Excerpted passage:

- - -

DELAWARE TAKEOVER LEGISLATION
 
     Section 203 of the Delaware General Corporation Law ("Section 203") makes
it more difficult to effect certain transactions between a Delaware corporation
and a person or group who or which owns 15% or more of the corporation's
outstanding voting stock (including any rights to acquire stock pursuant to an
option, warrant, agreement, arrangement or understanding, or upon the exercise
of conversion or exchange rights, and stock with respect to which the person has
voting rights only), or is an affiliate or associate of the corporation and was
the owner of 15% or more of such voting stock at any time within the previous
three years (excluding persons who became 15% stockholders by action of the
corporation alone). The legislation prevents, for a period of three years
following the date that a stockholder became a holder of 15% or more of the
corporation's outstanding voting stock, the following types of transactions
between the corporation and the 15% stockholder (unless certain conditions,
described below, are met): (i) mergers or consolidations, (ii) sales, leases,
exchanges or other transfers (except proportionately as a stockholder) of 10% or
more of the aggregate assets of the corporation, (iii) issuances or transfers by
the corporation of any stock of the corporation which would have the effect of
increasing the 15% stockholder's proportionate share of the stock of any class
or series of the corporation, (iv) receipt by the 15% stockholder of the benefit
(except proportionately as a stockholder) of loans, advances, guarantees,
pledges or other financial benefits provided by the corporation and (v) any
other transaction which has the effect of increasing the proportionate share of
the stock of any class or series of the corporation which is owned by the 15%
stockholder.

- - -

Given records:

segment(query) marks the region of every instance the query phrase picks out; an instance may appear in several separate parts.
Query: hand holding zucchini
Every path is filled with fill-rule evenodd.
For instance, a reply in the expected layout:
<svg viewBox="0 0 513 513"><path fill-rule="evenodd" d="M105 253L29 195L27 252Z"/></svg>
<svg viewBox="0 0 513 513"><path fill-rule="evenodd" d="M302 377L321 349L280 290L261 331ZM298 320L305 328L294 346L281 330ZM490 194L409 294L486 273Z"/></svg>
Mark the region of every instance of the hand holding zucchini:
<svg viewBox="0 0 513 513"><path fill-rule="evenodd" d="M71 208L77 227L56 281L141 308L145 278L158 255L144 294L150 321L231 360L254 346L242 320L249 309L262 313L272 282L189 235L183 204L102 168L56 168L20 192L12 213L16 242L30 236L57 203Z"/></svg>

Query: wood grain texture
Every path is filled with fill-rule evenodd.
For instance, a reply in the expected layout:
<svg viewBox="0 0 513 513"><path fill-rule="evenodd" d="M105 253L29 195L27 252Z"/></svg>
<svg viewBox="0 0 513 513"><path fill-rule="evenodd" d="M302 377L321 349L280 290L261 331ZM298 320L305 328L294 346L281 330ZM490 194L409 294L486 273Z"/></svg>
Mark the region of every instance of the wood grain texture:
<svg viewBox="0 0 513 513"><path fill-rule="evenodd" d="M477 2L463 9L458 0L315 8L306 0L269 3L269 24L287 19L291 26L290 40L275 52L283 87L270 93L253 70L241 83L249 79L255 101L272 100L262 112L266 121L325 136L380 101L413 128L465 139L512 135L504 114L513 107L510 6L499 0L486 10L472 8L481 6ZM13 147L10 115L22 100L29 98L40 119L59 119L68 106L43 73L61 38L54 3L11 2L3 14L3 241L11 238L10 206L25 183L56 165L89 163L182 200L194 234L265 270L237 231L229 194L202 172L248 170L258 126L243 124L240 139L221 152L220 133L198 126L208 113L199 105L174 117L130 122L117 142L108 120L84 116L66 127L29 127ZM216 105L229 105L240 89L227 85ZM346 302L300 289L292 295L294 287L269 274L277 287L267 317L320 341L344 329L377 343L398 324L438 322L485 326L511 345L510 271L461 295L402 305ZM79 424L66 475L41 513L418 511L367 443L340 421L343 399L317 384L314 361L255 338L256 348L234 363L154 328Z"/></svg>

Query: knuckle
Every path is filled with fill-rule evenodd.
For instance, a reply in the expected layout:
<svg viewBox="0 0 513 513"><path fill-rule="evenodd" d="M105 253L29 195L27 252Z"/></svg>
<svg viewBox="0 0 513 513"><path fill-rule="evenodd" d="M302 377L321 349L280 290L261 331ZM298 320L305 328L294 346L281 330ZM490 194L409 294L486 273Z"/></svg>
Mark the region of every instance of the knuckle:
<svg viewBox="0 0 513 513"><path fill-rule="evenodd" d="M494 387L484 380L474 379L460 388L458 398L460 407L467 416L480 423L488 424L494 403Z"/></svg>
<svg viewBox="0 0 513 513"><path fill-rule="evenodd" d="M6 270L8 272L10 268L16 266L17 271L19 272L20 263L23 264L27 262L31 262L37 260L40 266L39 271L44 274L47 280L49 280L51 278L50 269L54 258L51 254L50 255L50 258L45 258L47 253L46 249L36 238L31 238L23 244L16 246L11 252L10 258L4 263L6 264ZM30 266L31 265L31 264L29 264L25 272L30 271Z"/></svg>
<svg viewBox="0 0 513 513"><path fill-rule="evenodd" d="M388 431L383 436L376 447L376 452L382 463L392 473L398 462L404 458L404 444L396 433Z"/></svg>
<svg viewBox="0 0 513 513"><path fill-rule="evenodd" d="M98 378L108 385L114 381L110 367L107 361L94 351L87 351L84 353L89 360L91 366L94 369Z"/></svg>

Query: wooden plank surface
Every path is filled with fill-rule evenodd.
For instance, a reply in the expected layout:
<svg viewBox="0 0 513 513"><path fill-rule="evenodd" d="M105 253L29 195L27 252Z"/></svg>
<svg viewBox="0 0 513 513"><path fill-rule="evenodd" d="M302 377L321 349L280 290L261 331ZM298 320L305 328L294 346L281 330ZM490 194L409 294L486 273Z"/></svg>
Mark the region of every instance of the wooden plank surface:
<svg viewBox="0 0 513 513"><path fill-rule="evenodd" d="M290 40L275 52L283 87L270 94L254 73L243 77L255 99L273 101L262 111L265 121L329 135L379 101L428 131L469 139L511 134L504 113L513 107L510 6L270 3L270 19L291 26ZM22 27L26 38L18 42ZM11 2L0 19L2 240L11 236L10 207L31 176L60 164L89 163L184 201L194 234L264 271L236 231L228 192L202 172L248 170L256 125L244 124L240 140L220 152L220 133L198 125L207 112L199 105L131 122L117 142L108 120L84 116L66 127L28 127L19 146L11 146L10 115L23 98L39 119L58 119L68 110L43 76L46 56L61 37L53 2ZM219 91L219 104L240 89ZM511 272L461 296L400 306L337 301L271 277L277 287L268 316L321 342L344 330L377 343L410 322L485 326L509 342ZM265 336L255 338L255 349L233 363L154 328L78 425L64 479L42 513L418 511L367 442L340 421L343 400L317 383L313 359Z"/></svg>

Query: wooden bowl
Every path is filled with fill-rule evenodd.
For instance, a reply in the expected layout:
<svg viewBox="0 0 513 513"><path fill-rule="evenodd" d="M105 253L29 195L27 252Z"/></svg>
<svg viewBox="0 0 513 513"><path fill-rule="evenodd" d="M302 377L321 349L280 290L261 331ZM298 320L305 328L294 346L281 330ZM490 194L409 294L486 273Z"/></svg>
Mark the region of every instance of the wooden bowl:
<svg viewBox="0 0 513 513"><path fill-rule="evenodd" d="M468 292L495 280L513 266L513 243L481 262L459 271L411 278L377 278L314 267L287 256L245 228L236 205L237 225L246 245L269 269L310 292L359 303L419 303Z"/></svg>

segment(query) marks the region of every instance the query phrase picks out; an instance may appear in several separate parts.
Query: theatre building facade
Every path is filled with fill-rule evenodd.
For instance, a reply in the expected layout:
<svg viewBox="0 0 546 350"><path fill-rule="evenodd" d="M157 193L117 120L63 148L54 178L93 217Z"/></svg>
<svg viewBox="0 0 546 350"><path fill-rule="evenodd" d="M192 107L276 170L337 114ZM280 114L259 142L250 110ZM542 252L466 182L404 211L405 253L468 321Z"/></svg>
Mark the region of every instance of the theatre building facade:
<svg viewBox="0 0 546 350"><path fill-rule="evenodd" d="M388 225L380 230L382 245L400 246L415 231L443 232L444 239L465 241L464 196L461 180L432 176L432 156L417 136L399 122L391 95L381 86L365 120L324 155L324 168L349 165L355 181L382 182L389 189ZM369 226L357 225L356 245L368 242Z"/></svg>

- - -

Work to do:
1: Answer these questions from the Delaware takeover legislation passage:
(a) What percentage of a corporation's outstanding voting stock must a person or group own to fall under Section 203?
(b) For how many years after a stockholder reaches that threshold are the listed transactions prevented?
(c) What minimum share of the corporation's aggregate assets must a sale, lease, exchange or other transfer involve to be one of the covered transactions?
2: Go on with the Delaware takeover legislation passage, picking up right after its last sentence.
The rows were taken from a separate source and are not part of the Delaware takeover legislation passage.

Task responses:
1:
(a) 15% or more
(b) Three years
(c) 10% or more

2:
 
     The three-year ban does not apply if either the proposed transaction or the
transaction by which the 15% stockholder became a 15% stockholder is approved by
the board of directors of the corporation prior to the date such stockholder
became a 15% stockholder. Additionally, a 15% stockholder may avoid the
statutory restriction if, upon the consummation of the transaction whereby such
stockholder became a 15% stockholder, the stockholder owns at least 85% of the
outstanding voting stock of the corporation without regard to those shares owned
by directors who are officers or certain employee stock plans. Business
combinations are also permitted within the three-year period if approved by the
board of directors and, at an annual or special meeting, by the holders of
66 2/3% of the outstanding voting stock not owned by the 15% stockholder.
 
     A corporation may, at its option, exclude itself from the coverage of
Section 203 by providing in its certificate of incorporation or bylaws at any
time to exempt itself from coverage, provided that a bylaw or charter amendment
cannot become effective for 12 months after such amendment is adopted and shall
not apply to a transaction between the corporation and any person who became a
15% stockholder prior to adoption of such provision. In addition, any
transaction is exempt from the statutory ban if it is proposed at a time when
the corporation has proposed, and a majority of certain continuing directors of
the corporation have approved, a transaction with a party who is not a 15%
stockholder of the corporation (or who became such with board approval) if the
proposed transaction involves (i) certain mergers or consolidations involving
the corporation, (ii) a sale or other transfer of over 50% of the aggregate
assets of the corporation or (iii) a tender or exchange offer for 50% or more of
the outstanding voting stock of the corporation. The COI of the Company (which
is a Delaware corporation) does not contain a provision "opting out" of the
coverage of Section 203.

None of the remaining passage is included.